- WHAT TO WORK ON
Could you render the following entries as a two-column CSV with the headers text and answer, one row per entry, each field in double quotes and line breaks replaced by spaces?

━━━━━━━━━━━━━━━━━━━━━━━━━━━━━━

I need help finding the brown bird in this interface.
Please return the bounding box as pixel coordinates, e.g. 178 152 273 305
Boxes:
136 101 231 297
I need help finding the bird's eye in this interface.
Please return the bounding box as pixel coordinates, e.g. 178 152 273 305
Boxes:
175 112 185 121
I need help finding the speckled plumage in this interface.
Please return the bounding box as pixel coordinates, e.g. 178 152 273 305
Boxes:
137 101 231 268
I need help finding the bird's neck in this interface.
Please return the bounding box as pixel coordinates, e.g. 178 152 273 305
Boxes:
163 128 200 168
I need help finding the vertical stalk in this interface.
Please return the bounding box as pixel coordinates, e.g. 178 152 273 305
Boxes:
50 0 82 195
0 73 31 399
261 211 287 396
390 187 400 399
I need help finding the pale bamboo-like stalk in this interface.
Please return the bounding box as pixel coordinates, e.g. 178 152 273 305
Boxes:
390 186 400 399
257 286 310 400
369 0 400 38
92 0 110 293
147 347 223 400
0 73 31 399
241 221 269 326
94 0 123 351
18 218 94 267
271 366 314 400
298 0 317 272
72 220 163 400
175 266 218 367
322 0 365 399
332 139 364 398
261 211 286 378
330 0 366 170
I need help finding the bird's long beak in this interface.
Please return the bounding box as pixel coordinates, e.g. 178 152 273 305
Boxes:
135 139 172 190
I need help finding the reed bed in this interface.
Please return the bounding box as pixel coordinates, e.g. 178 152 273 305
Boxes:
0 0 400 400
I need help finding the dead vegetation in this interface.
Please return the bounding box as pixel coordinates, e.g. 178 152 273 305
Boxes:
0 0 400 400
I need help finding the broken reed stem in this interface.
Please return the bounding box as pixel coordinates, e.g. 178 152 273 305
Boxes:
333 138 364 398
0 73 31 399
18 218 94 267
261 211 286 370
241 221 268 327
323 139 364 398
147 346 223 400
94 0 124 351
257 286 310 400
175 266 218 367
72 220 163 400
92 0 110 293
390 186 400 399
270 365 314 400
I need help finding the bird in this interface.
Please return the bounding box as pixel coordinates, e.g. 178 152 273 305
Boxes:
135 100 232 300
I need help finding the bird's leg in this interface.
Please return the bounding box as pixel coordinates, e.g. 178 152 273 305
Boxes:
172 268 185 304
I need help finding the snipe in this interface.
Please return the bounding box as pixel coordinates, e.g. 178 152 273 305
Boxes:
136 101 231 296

━━━━━━━━━━━━━━━━━━━━━━━━━━━━━━

- THE RESPONSE
text,answer
"I need help finding the brown bird in this interface. Please return the bounding box as pixel coordinates, e.g. 178 152 273 305 Boxes:","136 101 231 297"
"I need help finding the bird's eye in this interface. Please return the bounding box as pixel coordinates, e.g. 178 152 273 305 Boxes:","175 112 185 121"
"I need help finding the speckled plumage in this interface. Please return the bounding box as pixel coordinates, e.g. 178 152 273 305 Boxes:","137 101 231 268"
"I need help finding the bird's neck in this interface. Please return the bounding box as pixel coordinates, e.g. 178 152 273 305 Boxes:","163 128 200 168"
"I need help finding the vertical stalk in this interface. Please return the bounding box as pixel coordinates, e.g. 178 152 273 305 Boxes:","50 0 82 195 0 73 31 399 261 211 287 396 390 187 400 399"
"I need help finding the pale bamboo-like stalk in this interface. Please return the bounding box as pixel coordinates, e.g. 178 152 273 305 Boxes:","390 186 400 399 257 286 310 400 369 0 400 38 92 0 110 293 147 347 223 400 0 73 31 399 241 221 269 326 94 0 123 351 18 218 94 267 271 366 314 400 298 0 317 272 72 220 163 400 175 266 218 367 322 0 365 399 332 139 364 398 261 211 286 378 330 0 366 170"
"I need help finding the bird's long beak in this interface. Please return the bounding box as pixel coordinates, e.g. 178 152 273 305 Boxes:","135 139 172 190"
"I need help finding the reed bed in this interface. Please return the bounding box as pixel coordinates, e.g. 178 152 273 305 Boxes:","0 0 400 400"
"I need help finding the dead vegetation in this interface. Please return the bounding box as pixel coordinates, e.g. 178 152 273 305 Boxes:","0 0 400 400"
"I need help finding the broken reed stem in this interface. Please return the bounding box as pixel coordinates, e.g. 178 152 273 305 Boxes:","333 138 364 398 0 73 31 399 18 218 94 267 261 211 286 370 241 221 268 327 323 139 364 398 147 346 223 400 94 0 124 351 257 286 310 400 175 266 218 367 72 220 163 400 92 0 110 293 390 186 400 399 270 365 314 400"
"I need help finding the bird in this interface. Please return the bounding box as pixel coordinates, e.g. 178 152 273 305 Boxes:","135 100 232 300"
"I need help finding the bird's leg in this interface. Please return the bounding box as pixel coordinates, e.g. 178 152 273 305 Boxes:","172 268 185 304"
"I need help finding the snipe in this interface. Please return the bounding box as pixel coordinates, e.g. 178 152 273 305 Boxes:","136 101 231 296"